Activity ->
Without including the images, transcribe each record precisely as it appears below.

Provided records ->
+ + + + + + +
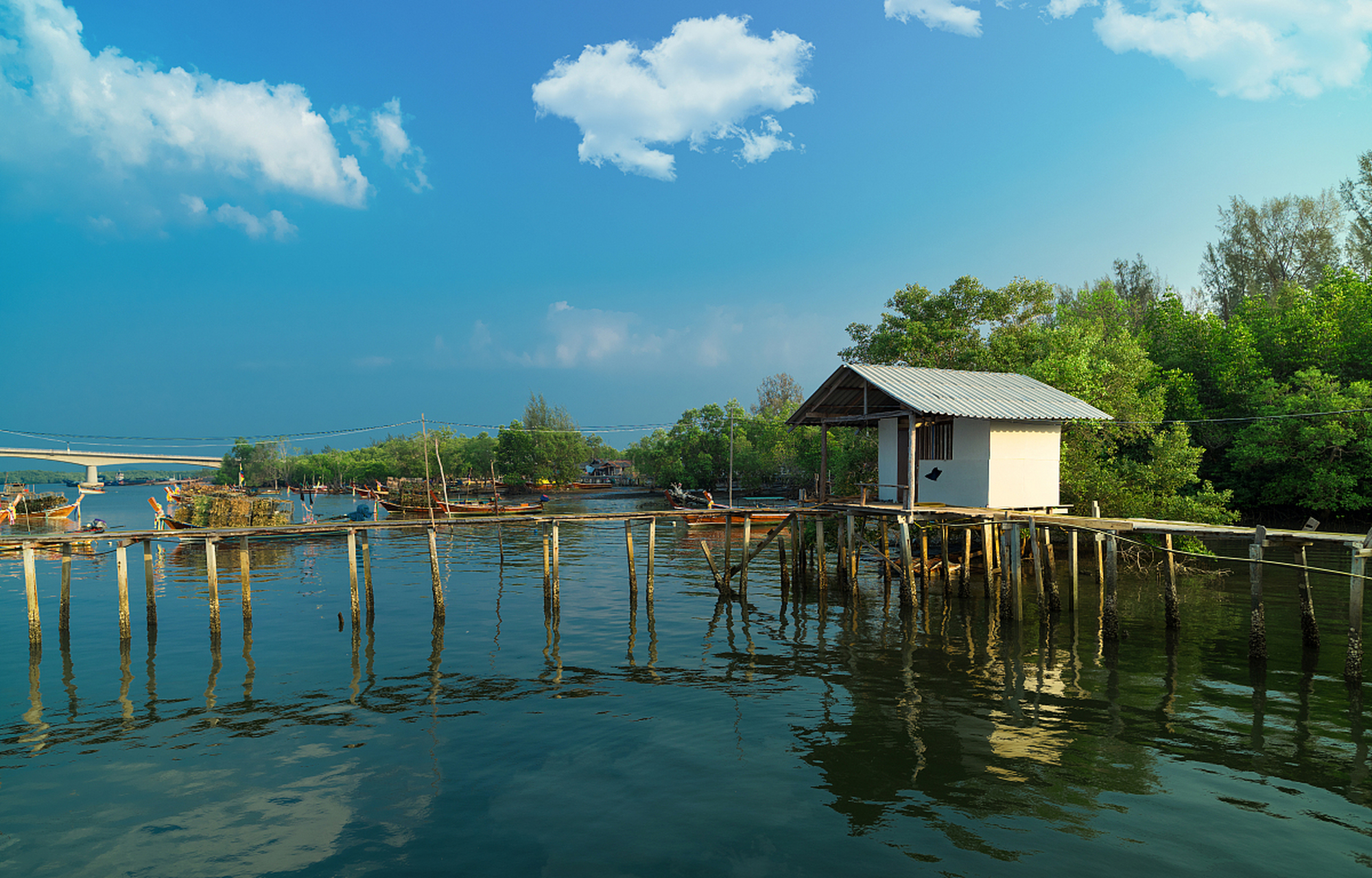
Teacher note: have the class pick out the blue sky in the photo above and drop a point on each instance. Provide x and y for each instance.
(264, 219)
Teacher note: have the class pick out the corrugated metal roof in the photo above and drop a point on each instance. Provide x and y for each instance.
(978, 394)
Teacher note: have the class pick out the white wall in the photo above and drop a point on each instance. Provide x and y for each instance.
(1026, 464)
(1000, 464)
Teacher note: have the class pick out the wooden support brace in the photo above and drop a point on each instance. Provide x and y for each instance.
(1257, 628)
(31, 595)
(65, 610)
(152, 585)
(121, 566)
(212, 574)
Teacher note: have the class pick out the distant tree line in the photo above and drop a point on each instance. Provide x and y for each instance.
(544, 447)
(1253, 393)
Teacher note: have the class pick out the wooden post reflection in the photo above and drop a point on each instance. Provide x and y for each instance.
(150, 585)
(65, 610)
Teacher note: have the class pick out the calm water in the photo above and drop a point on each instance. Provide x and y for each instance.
(684, 739)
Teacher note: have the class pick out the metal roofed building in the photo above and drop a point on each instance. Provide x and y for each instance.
(980, 438)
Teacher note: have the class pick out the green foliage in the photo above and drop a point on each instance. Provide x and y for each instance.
(547, 447)
(1323, 464)
(1087, 346)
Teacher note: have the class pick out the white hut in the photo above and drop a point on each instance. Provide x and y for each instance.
(980, 438)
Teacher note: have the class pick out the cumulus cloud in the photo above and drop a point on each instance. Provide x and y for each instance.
(699, 84)
(385, 128)
(938, 16)
(124, 137)
(1064, 9)
(1251, 49)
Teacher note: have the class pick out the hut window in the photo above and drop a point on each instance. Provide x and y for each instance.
(934, 442)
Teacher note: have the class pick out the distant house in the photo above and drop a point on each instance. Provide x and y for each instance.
(980, 438)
+ + + + + + +
Output for this exercise ->
Teacher note: have the class pick out the blue sky in the photo above and drop a point on each instance. Provide x and y for each instance.
(264, 219)
Teacher note: have the class pick out the corrugated metal roof in the photo above and drop a point on each instance. Provide x and y for each instance.
(978, 394)
Teacher note: have the class pick out the white wall in the photo above and drop a point on each instance. Provide x and y for each instance.
(1026, 464)
(1000, 464)
Teacher note: have the class pick out the wooden support brace in the photo above and drop a point on each instance. Provide x and y for each instance.
(1257, 628)
(31, 595)
(65, 610)
(152, 585)
(121, 566)
(212, 574)
Teacher note: have the class pick out the distant tree line in the photo above and drop a point on each instance. Provide x and y for each instance.
(544, 447)
(1253, 393)
Teacher note: have the class pick out the wooden post reflection in the photo above and drop a point on each instance. Provide x and y for each instance.
(150, 585)
(65, 610)
Teacher note: have the class pick out the calm water in the photo above and drop a point on each instance. Provide x and y for each instance.
(684, 739)
Teacher note: have the class pick out the metal roofed building in the photo above and drop a point on each instance. Provide x and y for each instance.
(980, 438)
Teacher note: have the class pick out the green foliage in the photo above and drop a point on each instance. Provide x and y for each instance.
(547, 447)
(1323, 464)
(1087, 346)
Teacher note: have the class pick out the white hut in the photo above and drop a point on each instance. Provide x and y for each instance.
(980, 438)
Teacher note: have the class pick out the cumulus cloud in the photo above and drop a point on each instance. Provide x and y for each instance.
(699, 84)
(385, 128)
(938, 16)
(124, 137)
(1064, 9)
(1251, 49)
Teacher note: have the class pick out the hut window in the photo above and drop a point on each instance. Provide x and y for each instance.
(934, 442)
Teacher note: have the class pick out the distant house in the photo above and drop a point on each instance. Provide x and y for each instance.
(980, 438)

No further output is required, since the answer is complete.